Your task.
Please copy the data below exactly as it appears, keeping every line unchanged.

Task material.
——

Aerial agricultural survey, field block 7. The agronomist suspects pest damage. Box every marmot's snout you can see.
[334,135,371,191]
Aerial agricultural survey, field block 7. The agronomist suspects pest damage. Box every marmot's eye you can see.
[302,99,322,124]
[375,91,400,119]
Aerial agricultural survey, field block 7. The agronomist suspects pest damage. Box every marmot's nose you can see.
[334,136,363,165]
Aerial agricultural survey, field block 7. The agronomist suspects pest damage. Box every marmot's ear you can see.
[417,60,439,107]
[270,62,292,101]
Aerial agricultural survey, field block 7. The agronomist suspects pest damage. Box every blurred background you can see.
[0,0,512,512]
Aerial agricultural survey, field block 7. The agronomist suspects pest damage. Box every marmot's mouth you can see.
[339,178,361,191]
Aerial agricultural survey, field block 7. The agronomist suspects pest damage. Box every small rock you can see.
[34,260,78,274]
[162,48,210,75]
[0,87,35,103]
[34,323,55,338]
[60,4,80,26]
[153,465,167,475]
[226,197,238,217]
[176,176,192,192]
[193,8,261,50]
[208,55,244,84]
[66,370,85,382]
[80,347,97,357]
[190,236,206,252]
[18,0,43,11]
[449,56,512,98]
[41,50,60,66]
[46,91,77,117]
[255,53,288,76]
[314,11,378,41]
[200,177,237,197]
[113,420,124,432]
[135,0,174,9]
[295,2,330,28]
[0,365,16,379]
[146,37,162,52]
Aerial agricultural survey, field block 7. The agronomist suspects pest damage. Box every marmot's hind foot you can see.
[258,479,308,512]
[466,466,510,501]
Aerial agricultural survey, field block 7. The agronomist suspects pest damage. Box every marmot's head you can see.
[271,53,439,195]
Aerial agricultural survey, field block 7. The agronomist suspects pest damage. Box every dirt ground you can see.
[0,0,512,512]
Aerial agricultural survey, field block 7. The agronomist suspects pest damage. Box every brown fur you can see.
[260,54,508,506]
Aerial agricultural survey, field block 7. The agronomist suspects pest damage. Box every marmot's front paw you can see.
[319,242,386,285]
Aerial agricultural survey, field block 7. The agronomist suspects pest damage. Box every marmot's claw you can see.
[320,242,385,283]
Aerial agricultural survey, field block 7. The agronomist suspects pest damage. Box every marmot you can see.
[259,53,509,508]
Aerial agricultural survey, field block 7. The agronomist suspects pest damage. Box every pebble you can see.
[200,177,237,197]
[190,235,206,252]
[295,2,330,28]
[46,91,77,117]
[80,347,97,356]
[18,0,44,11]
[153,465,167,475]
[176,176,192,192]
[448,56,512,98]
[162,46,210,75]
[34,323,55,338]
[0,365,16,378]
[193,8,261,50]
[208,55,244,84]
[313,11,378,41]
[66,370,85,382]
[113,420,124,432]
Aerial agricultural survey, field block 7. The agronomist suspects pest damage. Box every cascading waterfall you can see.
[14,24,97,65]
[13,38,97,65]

——

Task answer.
Aerial agricultural survey, field block 7. The agronomist suspects pest damage. Box every marmot's snout you can see.
[334,135,371,191]
Aerial agricultural survey, field block 7. The agronomist suspects pest damage. Box every marmot's eye you can see.
[302,99,322,124]
[375,91,400,119]
Aerial agricultural survey, field block 7. The agronomist suspects pest damage. Box every marmot's nose you can see.
[334,136,363,165]
Aerial agricultural survey, field block 7. The agronomist suspects pest damage. Box every marmot's ear you can see.
[417,60,439,107]
[270,62,292,101]
Aerial agricultural survey, field block 7. The agronomist suspects pest damage. Box every blurred background you can see.
[0,0,512,512]
Aerial agricultural survey, field block 7. The agronomist suspects pest damage. Box every marmot's mouth you can see.
[339,178,361,191]
Aerial agricultural survey, field block 7. The agronomist suspects pest damage. Box every small rock you can see.
[34,260,78,274]
[162,48,210,75]
[0,87,35,103]
[34,323,55,338]
[60,4,80,26]
[153,465,167,475]
[226,197,238,217]
[176,176,192,192]
[193,8,261,50]
[208,55,244,84]
[66,370,85,382]
[80,347,97,357]
[190,236,206,252]
[18,0,43,11]
[449,56,512,98]
[41,50,60,66]
[46,91,77,117]
[255,53,288,76]
[314,11,378,41]
[200,177,237,197]
[113,420,124,432]
[135,0,174,9]
[295,2,330,28]
[0,365,16,379]
[146,37,162,52]
Aerial agricultural survey, field block 7. The agronomist suspects pest damage. Box every marmot's hind foot you can see.
[258,479,308,512]
[466,466,510,501]
Aerial agricultural survey, field block 7. The agronomist suspects pest damage. Box every marmot's head you can see.
[271,53,439,195]
Aerial agricultural survey, field block 7. The agronomist suspects pest damage. Box every dirt ground you can see.
[0,0,512,512]
Aerial agricultural survey, field block 7. The agronomist suspects pest damage. Box every brown fur you can see.
[260,54,508,506]
Aerial agricultural survey, field block 7. The agronomist suspects pest damage. Box every marmot's front paw you can see.
[319,242,386,285]
Aerial agricultural survey, field block 7. The agronomist suspects pest damage. Box every marmot's claw you can see.
[320,242,385,283]
Aerial agricultural survey, field block 7. The agronomist suspects pest damage. Box every marmot you can see.
[259,53,509,508]
Aerial agricultural survey, field block 7. The agronomist suspects pest damage. Box every pebble you can see.
[200,177,237,197]
[190,235,206,252]
[295,2,330,28]
[46,91,77,117]
[80,347,97,356]
[18,0,44,11]
[153,465,167,475]
[176,176,192,192]
[448,56,512,98]
[162,46,210,75]
[34,323,55,338]
[0,365,16,378]
[193,8,261,50]
[208,55,244,84]
[313,11,378,41]
[66,370,85,382]
[113,420,124,432]
Aerial agricultural survey, field block 7. The agronomist suspects pest damage. Box every cascading waterfall you can see.
[14,24,97,65]
[13,38,97,65]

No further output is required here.